_Metin Bölümü_:

--*--

3-Ahirete dair gayb alemine ilişkin açıklamalar da bu dönemin özelliklerinden biridir.
4-Kelimelerin ve ifadelerin açıklanmasında şiirlerden delil getirilir, garib kelimeler biraz daha geniş bir biçimde açıklanırdı.
5- İsraili rivayetlerin yoğun olarak Kuran tefsirine girişi tabiun dönemine rastlar.
6-Sistematik olarak Kuranın bütününü tefsire konu eden anlayışa bırakmıştı.
Tabiun Tefsirinin kaynakları: Sahabe, Ehli Kitap, Kendi bilgi ve kayrayışlarıdır.
Tefsirin Tedvini: kaynaklardaki bilgiler ışığında bakıldığında Kuran Tefsirine ilişkin yazılı belgelerin İbn Abbas la başladığı söylemek yerinde olacaktır.
** Mukatil b. Süleyman ‘ın tefsiri Kuranın tamamının tefsiri mahiyetindedir.
** Kitabut-Tefsir; ilk dönemlerde müsnedlerde karışık bir biçimde yer alan haberler, sonraları çeşitli musannaflarda, camilerde ve sünnetlerde kitabut tefsir başlığı altında aynı bir bölümde yer almışlardır.
Tefsir Tarihine baktığımızda iki temel tercihle karşılaşırız
1-Kuran tefsirini, Hz. Peygamber ve ilk iki neslin açıklamalarından ibaret gören anlayış,
2-Bu malzemenin yanında kişisel bilgi ve tecrübeye dayalı akıl yürütmeyi, kişisel anlama, değerlendirme, açıklama ve yorumlamayı esas alan anlayıştır.
3-İçe doğuş, keşf, ilham ve sezgi gibi diğer insani kuvvetlerin anlama ve yorumlamada etkin kılınmasını öngören anlayışa işaret etmektedir.
Tefsirde esas alınan üç araç; Öncekilerin görüşleri, akli çaba, ilham
Rivayet Tefsiri; Ayetlerin tefsirine ilişkin Hz.Peygamberden sahabeden ve tabiundan nakledilen rivayetleri bünyesinde toplayan tefsirlerdir. Akli tefsirde denir.

--*--

_Yönergeler_:
1. Tefsir tarihi metninde "Kelimelerin ve ifadelerin açıklanmasında" sözleriyle başlayan paragrafı, ana bilgilerini koruyarak madde listesi hâlinde yeniden yazın.
2. Tefsir tarihi metninin "5- İsraili rivayetlerin" sözlerinden başlayıp "bölümde yer almışlardır." sözleri de dahil olmak üzere olan kısmını aynen geri verin.
3. Tefsir tarihi metnine göre tefsirde esas alınan üç araç nelerdir?
Görevleri yalnızca tefsir tarihi metnine dayanarak yapın.

_Sağlanan Bilgiler_:
--*--

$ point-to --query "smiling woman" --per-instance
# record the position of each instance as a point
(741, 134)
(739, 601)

--*--

_Görev Yanıtları_:
1.
- Kelime ve ifadeler açıklanırken şiirlerden delil getirilirdi.
- Garib kelimeler biraz daha geniş biçimde açıklanırdı.

2.
5- İsraili rivayetlerin yoğun olarak Kuran tefsirine girişi tabiun dönemine rastlar.
6-Sistematik olarak Kuranın bütününü tefsire konu eden anlayışa bırakmıştı.
Tabiun Tefsirinin kaynakları: Sahabe, Ehli Kitap, Kendi bilgi ve kayrayışlarıdır.
Tefsirin Tedvini: kaynaklardaki bilgiler ışığında bakıldığında Kuran Tefsirine ilişkin yazılı belgelerin İbn Abbas la başladığı söylemek yerinde olacaktır.
** Mukatil b. Süleyman ‘ın tefsiri Kuranın tamamının tefsiri mahiyetindedir.
** Kitabut-Tefsir; ilk dönemlerde müsnedlerde karışık bir biçimde yer alan haberler, sonraları çeşitli musannaflarda, camilerde ve sünnetlerde kitabut tefsir başlığı altında aynı bir bölümde yer almışlardır.

3. Öncekilerin görüşleri, akli çaba ve ilham.